PROBLEM DESCRIPTION
Range to reproduce from the entries below: the line with "<point>207,494</point>", the line with "<point>783,395</point>", and every line in between. Give them exactly and give nothing else.

Start of DATASET EXTRACT

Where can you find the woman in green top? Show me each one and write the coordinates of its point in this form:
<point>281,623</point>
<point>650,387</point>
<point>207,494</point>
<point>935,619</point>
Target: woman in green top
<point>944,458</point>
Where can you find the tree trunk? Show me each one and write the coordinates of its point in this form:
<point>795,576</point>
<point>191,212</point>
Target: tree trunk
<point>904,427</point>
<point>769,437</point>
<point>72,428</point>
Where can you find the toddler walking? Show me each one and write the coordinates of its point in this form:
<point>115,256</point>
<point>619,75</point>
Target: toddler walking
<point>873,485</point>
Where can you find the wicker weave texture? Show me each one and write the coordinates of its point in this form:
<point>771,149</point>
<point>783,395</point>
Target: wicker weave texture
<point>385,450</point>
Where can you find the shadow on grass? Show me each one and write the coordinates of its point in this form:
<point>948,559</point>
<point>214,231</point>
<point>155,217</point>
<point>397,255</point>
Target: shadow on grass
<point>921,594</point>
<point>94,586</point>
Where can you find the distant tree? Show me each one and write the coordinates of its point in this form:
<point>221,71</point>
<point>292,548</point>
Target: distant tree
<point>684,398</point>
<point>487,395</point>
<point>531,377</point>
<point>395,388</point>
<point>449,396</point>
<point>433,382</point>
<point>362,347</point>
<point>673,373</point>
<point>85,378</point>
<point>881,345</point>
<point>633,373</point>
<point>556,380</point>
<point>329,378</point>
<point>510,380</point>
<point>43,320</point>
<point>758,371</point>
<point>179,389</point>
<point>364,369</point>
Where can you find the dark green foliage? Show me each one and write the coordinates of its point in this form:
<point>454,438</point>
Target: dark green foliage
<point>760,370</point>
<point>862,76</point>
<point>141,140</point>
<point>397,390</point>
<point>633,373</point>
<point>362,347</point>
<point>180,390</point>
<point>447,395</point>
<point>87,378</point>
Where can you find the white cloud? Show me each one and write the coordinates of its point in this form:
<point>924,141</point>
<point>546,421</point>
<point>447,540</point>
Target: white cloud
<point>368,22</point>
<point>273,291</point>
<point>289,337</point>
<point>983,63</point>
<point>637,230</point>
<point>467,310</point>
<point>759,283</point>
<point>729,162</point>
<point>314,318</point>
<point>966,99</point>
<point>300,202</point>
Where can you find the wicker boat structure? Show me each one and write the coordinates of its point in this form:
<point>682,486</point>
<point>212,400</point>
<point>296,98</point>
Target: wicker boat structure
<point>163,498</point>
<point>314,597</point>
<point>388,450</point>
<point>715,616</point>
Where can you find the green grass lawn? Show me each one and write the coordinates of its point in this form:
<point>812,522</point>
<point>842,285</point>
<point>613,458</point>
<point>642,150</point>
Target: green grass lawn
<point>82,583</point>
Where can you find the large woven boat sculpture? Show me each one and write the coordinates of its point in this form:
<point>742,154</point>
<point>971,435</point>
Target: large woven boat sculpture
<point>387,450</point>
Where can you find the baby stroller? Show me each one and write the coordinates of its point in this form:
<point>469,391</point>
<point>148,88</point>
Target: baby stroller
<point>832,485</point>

End of DATASET EXTRACT

YOUR SOLUTION
<point>207,494</point>
<point>935,619</point>
Target: woman in green top
<point>944,458</point>
Where can you find the tree trunk? Show me each one and write the coordinates of its point in this form:
<point>795,576</point>
<point>191,212</point>
Target: tree trunk
<point>904,427</point>
<point>769,437</point>
<point>72,428</point>
Where can you find the toddler walking? Show me each one and write the coordinates of its point in this form:
<point>115,256</point>
<point>619,75</point>
Target: toddler walking
<point>873,485</point>
Where can you find the wicker weave texture? Show me each one and write the coordinates of its point in this form:
<point>771,149</point>
<point>783,395</point>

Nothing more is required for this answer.